╭─ Data under study

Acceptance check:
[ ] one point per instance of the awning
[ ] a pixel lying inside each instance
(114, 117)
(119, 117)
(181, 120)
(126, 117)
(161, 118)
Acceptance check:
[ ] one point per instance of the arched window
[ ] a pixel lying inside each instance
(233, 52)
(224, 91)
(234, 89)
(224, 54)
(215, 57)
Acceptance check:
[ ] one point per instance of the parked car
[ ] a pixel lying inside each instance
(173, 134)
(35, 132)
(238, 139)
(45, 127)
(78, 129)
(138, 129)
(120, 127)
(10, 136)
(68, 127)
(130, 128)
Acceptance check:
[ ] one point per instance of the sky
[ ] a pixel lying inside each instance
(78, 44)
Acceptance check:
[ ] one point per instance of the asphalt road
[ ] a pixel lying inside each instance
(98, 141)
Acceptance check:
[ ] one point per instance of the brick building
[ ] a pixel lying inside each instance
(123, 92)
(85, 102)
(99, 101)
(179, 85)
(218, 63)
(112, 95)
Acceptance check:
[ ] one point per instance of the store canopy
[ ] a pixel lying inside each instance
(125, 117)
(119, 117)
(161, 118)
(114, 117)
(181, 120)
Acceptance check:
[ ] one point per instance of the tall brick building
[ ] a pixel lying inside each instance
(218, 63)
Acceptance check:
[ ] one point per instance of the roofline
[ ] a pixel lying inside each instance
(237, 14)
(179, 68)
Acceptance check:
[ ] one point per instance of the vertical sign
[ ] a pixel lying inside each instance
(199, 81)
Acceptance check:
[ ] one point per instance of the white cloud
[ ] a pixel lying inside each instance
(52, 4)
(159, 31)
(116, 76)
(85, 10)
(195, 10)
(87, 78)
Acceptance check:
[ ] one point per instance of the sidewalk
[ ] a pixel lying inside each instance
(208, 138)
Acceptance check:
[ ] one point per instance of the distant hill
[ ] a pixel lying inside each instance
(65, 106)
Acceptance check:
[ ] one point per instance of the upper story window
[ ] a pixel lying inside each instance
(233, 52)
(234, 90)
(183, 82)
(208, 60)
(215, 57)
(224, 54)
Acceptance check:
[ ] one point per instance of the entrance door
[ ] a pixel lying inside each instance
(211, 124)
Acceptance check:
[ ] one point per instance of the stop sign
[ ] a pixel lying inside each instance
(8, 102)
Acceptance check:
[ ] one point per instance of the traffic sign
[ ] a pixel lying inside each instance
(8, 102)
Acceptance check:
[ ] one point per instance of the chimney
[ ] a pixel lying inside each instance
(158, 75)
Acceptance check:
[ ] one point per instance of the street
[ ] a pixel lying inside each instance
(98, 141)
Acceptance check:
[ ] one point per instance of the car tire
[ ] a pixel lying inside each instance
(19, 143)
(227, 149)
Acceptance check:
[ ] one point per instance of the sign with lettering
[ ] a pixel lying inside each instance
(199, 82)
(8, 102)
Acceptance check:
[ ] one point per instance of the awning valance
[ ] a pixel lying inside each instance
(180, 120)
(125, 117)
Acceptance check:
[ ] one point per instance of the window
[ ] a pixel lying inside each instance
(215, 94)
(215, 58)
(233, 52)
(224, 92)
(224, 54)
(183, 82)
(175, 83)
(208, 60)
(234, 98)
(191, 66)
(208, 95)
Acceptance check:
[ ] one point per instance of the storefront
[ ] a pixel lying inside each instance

╰─

Your objective –
Your response should be made up of the lines in the data that contain the word "brick".

Written solution –
[ ] one point per instance of the brick building
[ ] one point per instance of the tall brick building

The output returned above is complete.